Problem details: Restate word for word the lines of the material below, from the line with "Query: decorative patterned facade" to the line with "column 342, row 28", both lines included, and no others.
++++ Source records
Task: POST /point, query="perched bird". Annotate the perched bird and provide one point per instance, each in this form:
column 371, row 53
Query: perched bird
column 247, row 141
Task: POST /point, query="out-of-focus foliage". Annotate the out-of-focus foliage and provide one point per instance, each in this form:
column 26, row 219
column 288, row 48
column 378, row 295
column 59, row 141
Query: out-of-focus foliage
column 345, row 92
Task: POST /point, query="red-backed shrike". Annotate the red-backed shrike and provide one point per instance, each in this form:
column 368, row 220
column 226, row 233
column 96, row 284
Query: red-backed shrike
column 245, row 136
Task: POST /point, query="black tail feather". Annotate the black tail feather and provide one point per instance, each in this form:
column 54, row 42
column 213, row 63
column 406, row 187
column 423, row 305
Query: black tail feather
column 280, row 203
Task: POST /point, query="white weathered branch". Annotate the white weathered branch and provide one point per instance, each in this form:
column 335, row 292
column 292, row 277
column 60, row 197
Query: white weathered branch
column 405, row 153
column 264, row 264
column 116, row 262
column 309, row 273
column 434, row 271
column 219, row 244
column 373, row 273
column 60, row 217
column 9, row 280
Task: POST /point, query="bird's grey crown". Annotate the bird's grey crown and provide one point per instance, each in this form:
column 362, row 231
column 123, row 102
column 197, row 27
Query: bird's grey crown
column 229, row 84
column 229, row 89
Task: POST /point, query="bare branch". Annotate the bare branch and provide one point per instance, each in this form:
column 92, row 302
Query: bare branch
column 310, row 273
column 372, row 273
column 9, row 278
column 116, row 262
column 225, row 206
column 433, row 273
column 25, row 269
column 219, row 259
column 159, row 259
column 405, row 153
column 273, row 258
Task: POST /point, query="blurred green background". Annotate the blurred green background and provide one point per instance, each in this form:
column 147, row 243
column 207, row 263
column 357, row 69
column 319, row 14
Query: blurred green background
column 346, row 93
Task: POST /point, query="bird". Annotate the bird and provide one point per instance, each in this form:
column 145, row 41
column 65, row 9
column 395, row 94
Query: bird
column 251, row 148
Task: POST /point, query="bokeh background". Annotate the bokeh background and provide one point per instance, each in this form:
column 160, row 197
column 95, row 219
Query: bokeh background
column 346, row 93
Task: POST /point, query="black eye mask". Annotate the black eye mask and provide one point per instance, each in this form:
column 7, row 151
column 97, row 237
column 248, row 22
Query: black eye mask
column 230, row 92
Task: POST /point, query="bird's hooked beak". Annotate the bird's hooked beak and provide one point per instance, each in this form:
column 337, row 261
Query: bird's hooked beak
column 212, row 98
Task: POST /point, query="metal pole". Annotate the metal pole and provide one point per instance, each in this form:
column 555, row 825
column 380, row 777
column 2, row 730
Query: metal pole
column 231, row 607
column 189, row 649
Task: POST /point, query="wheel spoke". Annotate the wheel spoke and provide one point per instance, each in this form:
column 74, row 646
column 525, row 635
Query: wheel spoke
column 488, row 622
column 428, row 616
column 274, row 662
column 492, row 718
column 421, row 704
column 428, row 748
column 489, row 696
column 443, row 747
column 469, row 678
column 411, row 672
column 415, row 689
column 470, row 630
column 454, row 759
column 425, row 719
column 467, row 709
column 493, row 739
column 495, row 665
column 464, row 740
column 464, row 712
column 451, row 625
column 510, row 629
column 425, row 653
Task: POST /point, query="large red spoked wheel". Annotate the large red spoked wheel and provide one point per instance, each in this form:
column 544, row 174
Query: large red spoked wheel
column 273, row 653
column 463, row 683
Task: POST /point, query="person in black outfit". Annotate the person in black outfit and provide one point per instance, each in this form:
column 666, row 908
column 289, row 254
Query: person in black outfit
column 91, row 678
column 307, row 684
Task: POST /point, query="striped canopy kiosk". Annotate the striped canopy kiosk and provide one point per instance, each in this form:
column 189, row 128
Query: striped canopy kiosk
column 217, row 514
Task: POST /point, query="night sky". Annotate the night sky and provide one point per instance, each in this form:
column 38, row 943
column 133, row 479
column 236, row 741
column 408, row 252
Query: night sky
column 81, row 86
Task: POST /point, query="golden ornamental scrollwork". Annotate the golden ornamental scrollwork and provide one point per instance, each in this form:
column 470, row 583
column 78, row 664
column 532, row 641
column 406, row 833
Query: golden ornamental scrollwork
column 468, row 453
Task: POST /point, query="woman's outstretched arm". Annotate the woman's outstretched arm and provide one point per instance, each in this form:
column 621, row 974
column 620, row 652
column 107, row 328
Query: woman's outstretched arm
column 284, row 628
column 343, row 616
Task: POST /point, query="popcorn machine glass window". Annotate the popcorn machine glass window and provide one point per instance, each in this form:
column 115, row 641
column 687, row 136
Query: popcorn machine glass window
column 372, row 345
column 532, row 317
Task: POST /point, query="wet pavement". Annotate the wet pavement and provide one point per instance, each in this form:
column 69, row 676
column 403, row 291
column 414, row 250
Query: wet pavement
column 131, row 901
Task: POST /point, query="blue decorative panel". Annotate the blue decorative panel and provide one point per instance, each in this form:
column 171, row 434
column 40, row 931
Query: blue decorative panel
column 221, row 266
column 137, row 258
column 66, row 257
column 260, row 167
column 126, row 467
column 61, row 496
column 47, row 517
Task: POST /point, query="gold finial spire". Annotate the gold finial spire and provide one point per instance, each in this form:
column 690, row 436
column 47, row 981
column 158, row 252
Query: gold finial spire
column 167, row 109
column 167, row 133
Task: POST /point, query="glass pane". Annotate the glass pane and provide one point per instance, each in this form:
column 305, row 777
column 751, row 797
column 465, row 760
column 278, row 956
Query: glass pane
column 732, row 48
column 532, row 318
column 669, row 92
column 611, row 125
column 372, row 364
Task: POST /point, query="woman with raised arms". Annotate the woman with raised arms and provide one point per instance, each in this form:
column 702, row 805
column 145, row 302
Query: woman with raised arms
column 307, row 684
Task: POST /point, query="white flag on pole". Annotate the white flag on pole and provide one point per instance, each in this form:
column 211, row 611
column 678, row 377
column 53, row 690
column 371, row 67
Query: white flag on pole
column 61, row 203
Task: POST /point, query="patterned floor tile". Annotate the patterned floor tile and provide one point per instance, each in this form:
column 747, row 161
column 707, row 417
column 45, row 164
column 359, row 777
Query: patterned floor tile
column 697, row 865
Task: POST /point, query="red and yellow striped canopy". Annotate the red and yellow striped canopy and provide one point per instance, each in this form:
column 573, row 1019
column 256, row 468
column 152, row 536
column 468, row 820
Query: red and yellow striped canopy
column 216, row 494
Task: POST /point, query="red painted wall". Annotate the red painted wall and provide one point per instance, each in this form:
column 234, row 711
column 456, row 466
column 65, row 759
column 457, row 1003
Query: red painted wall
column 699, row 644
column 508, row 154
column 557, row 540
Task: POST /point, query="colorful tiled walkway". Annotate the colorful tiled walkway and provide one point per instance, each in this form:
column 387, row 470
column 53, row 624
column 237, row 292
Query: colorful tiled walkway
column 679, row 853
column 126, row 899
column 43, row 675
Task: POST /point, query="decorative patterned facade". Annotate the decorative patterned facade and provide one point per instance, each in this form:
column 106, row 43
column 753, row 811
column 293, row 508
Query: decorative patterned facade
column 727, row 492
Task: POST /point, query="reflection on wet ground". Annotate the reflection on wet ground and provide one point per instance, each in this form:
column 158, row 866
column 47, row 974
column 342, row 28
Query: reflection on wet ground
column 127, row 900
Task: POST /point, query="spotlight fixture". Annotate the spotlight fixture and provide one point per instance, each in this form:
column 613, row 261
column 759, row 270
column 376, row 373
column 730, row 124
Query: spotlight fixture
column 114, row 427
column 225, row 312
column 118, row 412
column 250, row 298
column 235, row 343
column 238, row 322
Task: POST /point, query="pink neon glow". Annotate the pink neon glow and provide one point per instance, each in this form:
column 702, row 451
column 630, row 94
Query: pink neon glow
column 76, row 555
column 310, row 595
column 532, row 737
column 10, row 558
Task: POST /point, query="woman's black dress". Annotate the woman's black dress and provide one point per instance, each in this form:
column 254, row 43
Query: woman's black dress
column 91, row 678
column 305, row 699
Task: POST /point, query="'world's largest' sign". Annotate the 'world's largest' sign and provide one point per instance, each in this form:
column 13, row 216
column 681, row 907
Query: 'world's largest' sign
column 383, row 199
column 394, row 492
++++++++
Response below:
Query: decorative patterned facade
column 727, row 492
Task: POST /point, query="reflection on wet ground". Annotate the reflection on wet ground and provide one point per instance, each in this form:
column 158, row 866
column 47, row 974
column 342, row 28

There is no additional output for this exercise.